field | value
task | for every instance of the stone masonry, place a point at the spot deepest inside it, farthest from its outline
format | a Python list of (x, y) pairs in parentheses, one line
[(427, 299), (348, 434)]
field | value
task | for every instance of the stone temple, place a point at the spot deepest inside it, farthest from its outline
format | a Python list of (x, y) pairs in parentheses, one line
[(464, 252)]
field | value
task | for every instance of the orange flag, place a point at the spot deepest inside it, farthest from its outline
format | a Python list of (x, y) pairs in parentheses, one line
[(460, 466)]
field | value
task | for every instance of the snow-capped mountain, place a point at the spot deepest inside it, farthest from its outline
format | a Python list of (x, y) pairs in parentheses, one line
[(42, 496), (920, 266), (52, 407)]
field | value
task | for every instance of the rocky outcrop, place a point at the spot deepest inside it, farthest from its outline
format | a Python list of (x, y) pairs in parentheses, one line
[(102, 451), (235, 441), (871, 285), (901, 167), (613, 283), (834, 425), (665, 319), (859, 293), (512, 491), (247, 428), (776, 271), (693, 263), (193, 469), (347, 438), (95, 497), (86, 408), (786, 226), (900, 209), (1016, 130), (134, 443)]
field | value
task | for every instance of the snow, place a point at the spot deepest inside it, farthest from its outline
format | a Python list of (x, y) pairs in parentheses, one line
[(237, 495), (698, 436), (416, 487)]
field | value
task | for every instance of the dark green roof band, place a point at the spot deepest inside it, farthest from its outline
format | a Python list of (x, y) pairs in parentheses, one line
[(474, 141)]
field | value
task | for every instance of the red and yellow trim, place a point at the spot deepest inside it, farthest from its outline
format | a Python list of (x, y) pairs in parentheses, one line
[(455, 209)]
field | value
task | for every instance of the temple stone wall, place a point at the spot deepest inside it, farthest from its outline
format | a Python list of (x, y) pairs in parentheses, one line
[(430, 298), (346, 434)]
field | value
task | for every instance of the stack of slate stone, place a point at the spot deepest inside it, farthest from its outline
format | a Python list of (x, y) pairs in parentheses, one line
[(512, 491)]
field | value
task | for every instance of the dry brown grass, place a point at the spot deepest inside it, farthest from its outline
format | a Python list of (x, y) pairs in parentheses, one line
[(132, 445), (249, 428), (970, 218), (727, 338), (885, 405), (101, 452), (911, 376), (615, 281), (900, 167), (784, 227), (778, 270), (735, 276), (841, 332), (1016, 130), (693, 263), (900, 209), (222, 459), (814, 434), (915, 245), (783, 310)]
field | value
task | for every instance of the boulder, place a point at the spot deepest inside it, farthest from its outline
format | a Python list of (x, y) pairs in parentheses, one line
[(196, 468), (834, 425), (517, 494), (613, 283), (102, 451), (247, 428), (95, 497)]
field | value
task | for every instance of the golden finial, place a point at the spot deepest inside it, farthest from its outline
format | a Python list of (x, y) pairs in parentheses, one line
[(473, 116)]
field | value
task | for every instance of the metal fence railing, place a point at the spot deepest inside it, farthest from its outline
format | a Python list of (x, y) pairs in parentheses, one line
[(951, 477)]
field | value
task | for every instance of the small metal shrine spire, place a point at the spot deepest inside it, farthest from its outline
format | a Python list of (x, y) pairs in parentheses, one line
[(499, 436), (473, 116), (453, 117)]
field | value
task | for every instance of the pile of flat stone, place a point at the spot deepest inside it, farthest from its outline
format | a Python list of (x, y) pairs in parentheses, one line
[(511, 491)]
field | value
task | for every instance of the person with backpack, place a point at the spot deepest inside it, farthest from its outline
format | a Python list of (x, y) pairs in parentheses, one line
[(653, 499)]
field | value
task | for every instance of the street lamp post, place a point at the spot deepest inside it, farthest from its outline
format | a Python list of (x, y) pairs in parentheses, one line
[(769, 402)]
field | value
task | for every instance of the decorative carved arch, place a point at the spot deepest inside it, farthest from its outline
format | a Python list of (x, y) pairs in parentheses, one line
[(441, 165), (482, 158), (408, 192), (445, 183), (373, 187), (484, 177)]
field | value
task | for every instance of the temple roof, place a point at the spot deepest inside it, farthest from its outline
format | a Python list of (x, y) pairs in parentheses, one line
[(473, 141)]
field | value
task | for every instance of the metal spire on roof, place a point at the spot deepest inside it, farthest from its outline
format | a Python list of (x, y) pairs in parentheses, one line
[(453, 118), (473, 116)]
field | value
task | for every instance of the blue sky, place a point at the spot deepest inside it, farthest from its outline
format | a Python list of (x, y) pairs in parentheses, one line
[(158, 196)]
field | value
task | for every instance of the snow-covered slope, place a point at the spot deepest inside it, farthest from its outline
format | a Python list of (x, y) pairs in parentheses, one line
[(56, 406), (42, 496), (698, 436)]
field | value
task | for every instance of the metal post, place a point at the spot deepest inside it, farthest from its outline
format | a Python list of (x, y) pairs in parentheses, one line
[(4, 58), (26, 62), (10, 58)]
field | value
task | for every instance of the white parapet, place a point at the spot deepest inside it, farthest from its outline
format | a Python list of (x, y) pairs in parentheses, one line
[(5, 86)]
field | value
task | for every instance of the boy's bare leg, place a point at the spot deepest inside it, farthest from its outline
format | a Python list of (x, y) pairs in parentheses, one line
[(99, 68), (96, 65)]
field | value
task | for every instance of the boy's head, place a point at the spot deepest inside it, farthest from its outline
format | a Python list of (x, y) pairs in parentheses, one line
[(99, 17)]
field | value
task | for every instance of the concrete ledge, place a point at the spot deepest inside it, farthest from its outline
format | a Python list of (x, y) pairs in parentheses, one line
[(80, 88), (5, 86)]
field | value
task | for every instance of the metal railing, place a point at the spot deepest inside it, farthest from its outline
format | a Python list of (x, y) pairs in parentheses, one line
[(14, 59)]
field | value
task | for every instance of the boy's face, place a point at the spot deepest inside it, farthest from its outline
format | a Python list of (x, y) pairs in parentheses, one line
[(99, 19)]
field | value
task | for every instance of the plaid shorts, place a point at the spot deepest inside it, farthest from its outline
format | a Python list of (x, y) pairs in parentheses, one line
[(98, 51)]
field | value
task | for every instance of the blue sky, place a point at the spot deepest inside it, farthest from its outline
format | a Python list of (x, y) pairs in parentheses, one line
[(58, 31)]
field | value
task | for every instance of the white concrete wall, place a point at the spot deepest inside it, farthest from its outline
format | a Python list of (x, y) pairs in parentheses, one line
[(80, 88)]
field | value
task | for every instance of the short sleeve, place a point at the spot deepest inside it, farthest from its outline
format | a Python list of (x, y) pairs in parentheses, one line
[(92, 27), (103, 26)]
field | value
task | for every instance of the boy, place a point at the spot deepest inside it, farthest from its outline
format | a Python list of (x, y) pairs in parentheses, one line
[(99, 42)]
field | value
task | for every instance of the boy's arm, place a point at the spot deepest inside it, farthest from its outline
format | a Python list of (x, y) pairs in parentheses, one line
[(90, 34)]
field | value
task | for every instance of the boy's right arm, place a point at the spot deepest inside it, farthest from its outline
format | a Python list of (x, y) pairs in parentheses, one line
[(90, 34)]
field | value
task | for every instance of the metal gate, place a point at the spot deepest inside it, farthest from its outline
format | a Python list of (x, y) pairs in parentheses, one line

## Exercise instructions
From the first line of the data above to the line containing "task | for every instance of the rocky", repeat everything exactly and add nothing.

## Exercise answer
field | value
task | for every instance of the stone masonry, place a point at the spot deepest inside it, farthest from its outline
format | a Python list of (x, y) pairs in parentheses, one line
[(427, 299), (348, 434)]
field | value
task | for every instance of the stone temple, place a point at the spot deepest inside it, farthest from its outline
format | a Python list of (x, y) pairs in parentheses, one line
[(464, 252)]
field | value
task | for every instance of the orange flag, place a point at the spot deepest inside it, farthest from its outline
format | a Python list of (x, y) pairs in parentheses, one line
[(460, 466)]
field | value
task | for every instance of the snow-capped mountain, place a point at the spot deepest inside it, farthest from its outline
format | a Python list of (x, y) pairs in parentheses, one line
[(42, 496), (920, 266), (52, 407)]
field | value
task | for every instance of the rocky outcrop, place a point at the spot deepest inside it, farthest from its outline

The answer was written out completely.